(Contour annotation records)

══════════

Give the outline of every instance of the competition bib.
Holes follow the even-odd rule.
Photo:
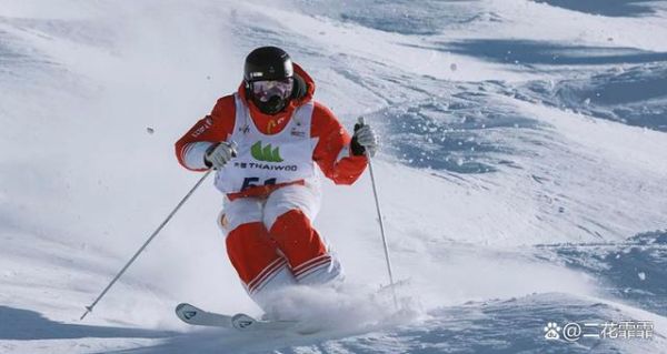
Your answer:
[[[237,193],[257,186],[289,183],[315,175],[310,138],[313,103],[297,110],[277,134],[260,132],[248,107],[235,94],[236,122],[230,141],[237,143],[237,156],[216,174],[216,186],[223,193]]]

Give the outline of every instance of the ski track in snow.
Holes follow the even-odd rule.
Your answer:
[[[0,353],[667,353],[666,1],[0,0]],[[83,305],[197,175],[172,144],[287,49],[376,160],[316,221],[350,283],[291,306],[311,335],[201,330],[187,301],[259,310],[210,182],[83,322]],[[364,284],[364,285],[361,285]],[[387,294],[385,294],[387,295]],[[654,338],[544,338],[653,321]]]

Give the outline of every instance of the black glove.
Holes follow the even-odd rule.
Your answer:
[[[376,132],[368,124],[357,123],[355,124],[355,134],[350,142],[350,149],[352,155],[360,156],[366,153],[372,158],[378,149],[379,139]]]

══════════

Instructions for the task:
Rewrite all the records, putting "boundary" wherever "outline" appears and leaving everything else unchanged. Omit the pictures from your answer.

Complete response:
Give the boundary of every instance of the competition bib.
Holes follow the even-odd rule.
Photo:
Your answer:
[[[237,193],[257,186],[289,183],[315,175],[310,138],[313,103],[297,110],[277,134],[260,132],[248,107],[235,94],[236,122],[230,141],[237,143],[237,156],[216,174],[216,186],[223,193]]]

Give the boundary of every instance of the ski track in snow.
Holes follow the even-odd rule.
Your answer:
[[[0,353],[667,353],[666,1],[0,0]],[[83,305],[197,175],[172,144],[287,49],[376,160],[316,221],[350,283],[291,306],[311,335],[201,330],[187,301],[259,310],[210,182],[83,322]],[[364,284],[364,285],[361,285]],[[387,294],[385,294],[387,295]],[[654,338],[544,338],[653,321]]]

Give the boundary of every instance of the black glove.
Holes follow the even-odd rule.
Your answer:
[[[376,132],[368,124],[357,123],[355,124],[355,134],[350,142],[350,149],[352,155],[360,156],[366,153],[372,158],[378,149],[379,139]]]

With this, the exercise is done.